===== Selected passage
Except in respect to shortages of Bank’s currency which are determined to be the result of ATM hardware or software malfunction, Couriers shall be responsible for any shortage or loss of Bank’s currency, resulting from embezzlement or theft by any third party or employee or agent of Couriers, from any act of God or insured peril, from any terrorist act, from any mysterious unexplained disappearance or from any other cause, whether known or unknown; and Couriers shall reimburse Bank for any such shortage or loss. Such reimbursement shall be made forthwith upon notice by Bank to Couriers of any such shortage or loss.
(Courier Agreement ¶ 3.) Thus, as a part of the . Courier Agreement, NECD- and IMS were required to maintain insurance for the services they provided to Domestic Bank:
At all times while Couriers are providing services to Bank as herein set forth, Couriers shall maintain insurance with coverage in amounts and with deductibles as are set forth in the schedule of*413 insurance which is Exhibit A attached hereto and made a part hereof or with such other carriers, with such higher amounts of coverage and/or such other deductibles as Bank may require from time to time hereafter. In all such insurance, Bank will be named as. loss payee. Each insurance policy shall require not less than 30 days advance notice to Bank of cancellation of the policy and, if available to Couriers, with not less than 30 days advance notice of non-renewal of such policy. The term non-renewal shall include non-renewal by Couriers as well as by the insurance carrier. The insurance carrier or Couriers’ agent shall provide to Bank each year a certificate evidencing the existence of such insurance forthwith upon renewal thereof.
==========
§ **Set of tasks**
- A) In the courier agreement excerpt, at least how many days of advance notice of cancellation must each insurance policy give Bank?
- B) Pick up the courier agreement excerpt after its final sentence and carry it forward in the same style.
===== Dataset rows
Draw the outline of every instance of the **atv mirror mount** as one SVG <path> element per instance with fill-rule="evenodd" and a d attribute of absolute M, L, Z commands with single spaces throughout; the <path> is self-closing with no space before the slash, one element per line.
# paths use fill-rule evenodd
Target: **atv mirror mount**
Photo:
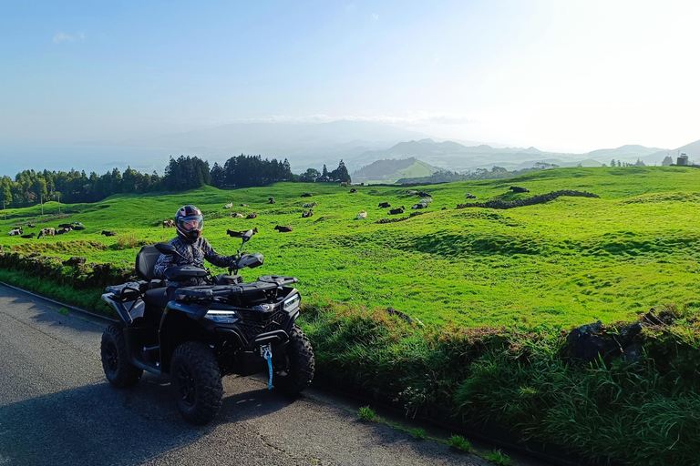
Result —
<path fill-rule="evenodd" d="M 170 243 L 156 243 L 154 246 L 156 247 L 156 249 L 158 249 L 158 252 L 160 254 L 166 254 L 169 256 L 177 255 L 185 259 L 188 263 L 190 262 L 189 258 L 179 253 L 178 249 L 176 249 L 175 247 Z"/>
<path fill-rule="evenodd" d="M 247 243 L 251 239 L 251 238 L 252 238 L 252 235 L 254 235 L 254 234 L 255 233 L 252 229 L 249 229 L 248 231 L 243 233 L 243 236 L 242 237 L 243 242 L 241 243 L 241 248 L 238 248 L 238 254 L 241 254 L 241 249 L 243 248 L 243 246 L 245 245 L 245 243 Z"/>

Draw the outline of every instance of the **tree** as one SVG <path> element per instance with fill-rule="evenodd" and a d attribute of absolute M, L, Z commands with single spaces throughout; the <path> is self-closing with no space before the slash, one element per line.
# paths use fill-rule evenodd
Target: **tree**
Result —
<path fill-rule="evenodd" d="M 324 166 L 324 168 L 325 168 L 325 166 Z M 342 158 L 338 164 L 338 167 L 329 173 L 328 177 L 330 177 L 331 181 L 341 181 L 345 183 L 350 182 L 350 174 L 347 173 L 347 168 L 345 167 L 345 164 L 343 162 Z"/>
<path fill-rule="evenodd" d="M 306 168 L 306 171 L 299 177 L 299 181 L 303 183 L 314 183 L 320 174 L 315 168 Z"/>

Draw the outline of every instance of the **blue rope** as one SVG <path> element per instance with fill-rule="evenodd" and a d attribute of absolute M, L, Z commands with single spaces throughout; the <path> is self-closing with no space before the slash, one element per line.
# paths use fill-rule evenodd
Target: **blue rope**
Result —
<path fill-rule="evenodd" d="M 270 381 L 267 383 L 267 390 L 273 390 L 273 351 L 270 349 L 270 346 L 264 348 L 263 355 L 267 360 L 267 370 L 270 374 Z"/>

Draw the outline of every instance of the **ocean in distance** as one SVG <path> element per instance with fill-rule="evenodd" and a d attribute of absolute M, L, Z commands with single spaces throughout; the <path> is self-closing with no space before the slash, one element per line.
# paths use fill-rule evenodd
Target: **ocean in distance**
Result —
==========
§ **Replies**
- A) Not less than 30 days.

- B)
(Id. ¶ 2; see also Am. Compl. ¶¶ 21-24.)
B. The Courier Risks Policy
In February 2006, NECD purchased an insurance policy underwritten by Defendants, insuring NECD for certain courier risks (the “Courier Risks Policy”). (See Am. Compl. ¶¶ 26-29; Courier Risks Policy, Ex. C to Am. Compl.) This policy included coverage for the embezzlement of funds by NECD employees:
Notwithstanding any thing [sic] herein contained to the contrary, it is noted and agreed that: The Insured property is also covered against loss caused by dishonesty and/or embezzlement committed by any employees of the Assured provided that such losses are discovered within 30 (thirty) days of their occurrence ...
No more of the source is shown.